Here are records with pictures in them. Copy all of them exactly and leave the pictures out.

Labeled-object pointing entries =
-.-.-

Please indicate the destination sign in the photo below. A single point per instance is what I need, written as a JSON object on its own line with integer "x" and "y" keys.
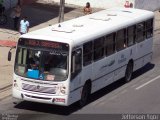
{"x": 43, "y": 44}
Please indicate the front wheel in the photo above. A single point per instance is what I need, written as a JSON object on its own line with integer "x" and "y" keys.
{"x": 129, "y": 71}
{"x": 3, "y": 19}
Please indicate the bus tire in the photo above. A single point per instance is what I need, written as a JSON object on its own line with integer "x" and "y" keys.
{"x": 129, "y": 71}
{"x": 85, "y": 94}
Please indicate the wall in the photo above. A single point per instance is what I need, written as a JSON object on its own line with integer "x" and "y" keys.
{"x": 98, "y": 3}
{"x": 151, "y": 5}
{"x": 142, "y": 4}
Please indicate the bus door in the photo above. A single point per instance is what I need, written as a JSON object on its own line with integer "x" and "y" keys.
{"x": 76, "y": 74}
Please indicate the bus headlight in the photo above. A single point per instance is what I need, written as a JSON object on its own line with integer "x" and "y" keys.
{"x": 15, "y": 84}
{"x": 63, "y": 89}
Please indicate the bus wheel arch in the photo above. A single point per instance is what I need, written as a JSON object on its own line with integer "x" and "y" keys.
{"x": 85, "y": 94}
{"x": 129, "y": 71}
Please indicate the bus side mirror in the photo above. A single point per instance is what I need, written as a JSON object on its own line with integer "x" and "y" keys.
{"x": 73, "y": 64}
{"x": 9, "y": 55}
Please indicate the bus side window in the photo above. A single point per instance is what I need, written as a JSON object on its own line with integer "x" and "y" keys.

-.-.-

Task solution =
Please indicate the destination sign in the photo below. A single point per instance is what I need, written as a JSON object on its own line with integer "x" and "y" keys.
{"x": 43, "y": 44}
Please indicate the front wheel in the photo above. A single point per instance is what I need, written as a JSON object on its own line with integer "x" and "y" keys.
{"x": 129, "y": 71}
{"x": 3, "y": 19}
Please indicate the bus tire in the photo above. A single point per instance is what I need, written as a JSON object on its own line with integer "x" and "y" keys.
{"x": 129, "y": 71}
{"x": 85, "y": 94}
Please indicate the wall in the photo above. A single point per instance is what I need, written as a JSON object on its own line with integer "x" and "y" keys.
{"x": 98, "y": 3}
{"x": 151, "y": 5}
{"x": 142, "y": 4}
Please indicate the bus door in the photo above. A single point per instance is what I need, written as a JSON object on its own line with integer "x" and "y" keys.
{"x": 76, "y": 74}
Please indicate the bus headlight in the photo above. A single point per instance is what I need, written as a JSON object on its own line with integer "x" and "y" keys.
{"x": 15, "y": 84}
{"x": 63, "y": 89}
Please indicate the bus wheel arch in the photo above. A single point per instance is what I need, written as a JSON object on its own line with integer "x" and "y" keys.
{"x": 85, "y": 94}
{"x": 129, "y": 71}
Please indicate the bus side mirror in the photo above. A single point per instance is what I need, written as a JSON object on its own line with integer "x" and "y" keys.
{"x": 73, "y": 64}
{"x": 9, "y": 55}
Please indicate the bus side window in the photo above. A single point per instance is what I need, written as a JSON object on its own line with integer "x" and "y" keys.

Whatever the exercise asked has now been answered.